+++ Data lines +++
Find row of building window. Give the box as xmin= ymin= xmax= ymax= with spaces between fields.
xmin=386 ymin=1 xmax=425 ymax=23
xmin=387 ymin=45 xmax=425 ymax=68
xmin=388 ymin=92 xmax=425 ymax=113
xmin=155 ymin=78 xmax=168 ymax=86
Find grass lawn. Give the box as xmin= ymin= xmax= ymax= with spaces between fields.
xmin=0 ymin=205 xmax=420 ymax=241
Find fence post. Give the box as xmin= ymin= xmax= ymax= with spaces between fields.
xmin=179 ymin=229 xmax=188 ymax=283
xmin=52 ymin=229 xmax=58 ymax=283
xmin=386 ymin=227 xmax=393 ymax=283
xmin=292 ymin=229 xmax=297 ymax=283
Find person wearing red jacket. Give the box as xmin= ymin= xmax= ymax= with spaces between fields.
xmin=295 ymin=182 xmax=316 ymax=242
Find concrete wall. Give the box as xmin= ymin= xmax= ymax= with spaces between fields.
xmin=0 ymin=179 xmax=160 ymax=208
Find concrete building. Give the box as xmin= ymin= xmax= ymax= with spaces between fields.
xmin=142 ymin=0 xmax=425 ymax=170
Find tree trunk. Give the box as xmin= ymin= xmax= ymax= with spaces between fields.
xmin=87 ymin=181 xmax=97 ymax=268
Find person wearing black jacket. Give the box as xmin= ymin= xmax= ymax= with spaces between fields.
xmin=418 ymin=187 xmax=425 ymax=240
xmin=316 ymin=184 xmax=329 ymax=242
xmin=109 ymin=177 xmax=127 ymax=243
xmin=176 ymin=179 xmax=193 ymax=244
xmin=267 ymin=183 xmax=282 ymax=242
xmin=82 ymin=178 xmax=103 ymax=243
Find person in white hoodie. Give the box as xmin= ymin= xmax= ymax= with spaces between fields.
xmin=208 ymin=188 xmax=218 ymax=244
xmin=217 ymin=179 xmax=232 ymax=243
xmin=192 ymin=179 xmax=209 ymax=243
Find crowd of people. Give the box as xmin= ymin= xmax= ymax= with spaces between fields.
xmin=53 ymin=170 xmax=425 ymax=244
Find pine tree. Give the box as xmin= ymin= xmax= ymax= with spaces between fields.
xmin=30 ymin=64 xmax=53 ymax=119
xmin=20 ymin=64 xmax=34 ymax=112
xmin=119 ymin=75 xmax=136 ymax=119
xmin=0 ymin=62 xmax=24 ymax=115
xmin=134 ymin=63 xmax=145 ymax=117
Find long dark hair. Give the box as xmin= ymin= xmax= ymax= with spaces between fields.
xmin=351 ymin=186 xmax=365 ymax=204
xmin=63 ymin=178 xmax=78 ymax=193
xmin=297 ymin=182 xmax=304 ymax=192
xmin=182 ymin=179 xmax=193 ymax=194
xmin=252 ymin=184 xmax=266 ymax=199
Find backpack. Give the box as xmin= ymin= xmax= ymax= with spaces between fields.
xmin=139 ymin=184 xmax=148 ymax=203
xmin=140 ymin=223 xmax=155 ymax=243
+++
Request.
Copy out everything in the entries above from the line containing "Find person in" down to the line containing "xmin=134 ymin=63 xmax=145 ymax=117", including both of those lines, without changing a character.

Complete response.
Find person in white hoodie. Give the box as xmin= ymin= xmax= ymax= with spaces between fields.
xmin=208 ymin=188 xmax=218 ymax=244
xmin=217 ymin=179 xmax=232 ymax=243
xmin=192 ymin=179 xmax=209 ymax=243
Find crowd of people. Give the box as xmin= ymin= xmax= ymax= with spaces between fields.
xmin=53 ymin=170 xmax=425 ymax=244
Find pine tree. Give the box as xmin= ymin= xmax= ymax= with spaces between fields.
xmin=30 ymin=64 xmax=53 ymax=119
xmin=20 ymin=64 xmax=34 ymax=112
xmin=119 ymin=75 xmax=136 ymax=119
xmin=0 ymin=62 xmax=24 ymax=115
xmin=134 ymin=63 xmax=145 ymax=117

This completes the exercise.